WHAT IS REQUIRED:
Within the records below, filter for lines carrying the word "white" and copy them.

Saved data entries
= Beginning of Section =

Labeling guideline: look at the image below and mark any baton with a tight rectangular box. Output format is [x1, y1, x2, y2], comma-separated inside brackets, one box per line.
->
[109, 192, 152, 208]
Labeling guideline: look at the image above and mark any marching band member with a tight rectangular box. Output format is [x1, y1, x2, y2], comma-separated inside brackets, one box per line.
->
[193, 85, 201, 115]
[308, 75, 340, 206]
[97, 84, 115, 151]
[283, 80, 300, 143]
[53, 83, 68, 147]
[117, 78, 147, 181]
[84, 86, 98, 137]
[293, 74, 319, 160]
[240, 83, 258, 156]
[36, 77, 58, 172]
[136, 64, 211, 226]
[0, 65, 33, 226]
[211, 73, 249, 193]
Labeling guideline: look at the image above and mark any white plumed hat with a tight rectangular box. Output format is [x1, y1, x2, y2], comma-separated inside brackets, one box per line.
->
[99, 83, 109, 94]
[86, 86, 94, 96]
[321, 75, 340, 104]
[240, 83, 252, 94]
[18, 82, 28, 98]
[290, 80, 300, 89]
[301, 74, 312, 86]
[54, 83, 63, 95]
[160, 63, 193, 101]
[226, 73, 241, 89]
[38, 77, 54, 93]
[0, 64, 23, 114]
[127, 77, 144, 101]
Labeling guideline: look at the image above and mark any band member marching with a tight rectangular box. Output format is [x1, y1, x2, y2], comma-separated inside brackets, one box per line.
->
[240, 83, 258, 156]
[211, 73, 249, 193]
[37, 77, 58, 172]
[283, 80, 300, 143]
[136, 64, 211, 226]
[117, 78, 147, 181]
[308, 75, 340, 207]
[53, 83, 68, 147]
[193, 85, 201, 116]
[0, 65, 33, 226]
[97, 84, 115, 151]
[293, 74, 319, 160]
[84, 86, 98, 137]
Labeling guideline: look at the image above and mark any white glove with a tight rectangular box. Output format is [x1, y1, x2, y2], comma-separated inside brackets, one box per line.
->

= End of Section =

RESPONSE TO THE TASK:
Labeling guideline: look at the image above and mark any white plumed hat with a tight rectangular box. Output format is [x1, y1, x2, y2], comma-separated inside brackets, one box per line.
Labeling guideline: look at the image above and mark any white glove with a tight rectangular box. Output format is [x1, y1, x2, y2], comma-separated inside brackets, one box per line.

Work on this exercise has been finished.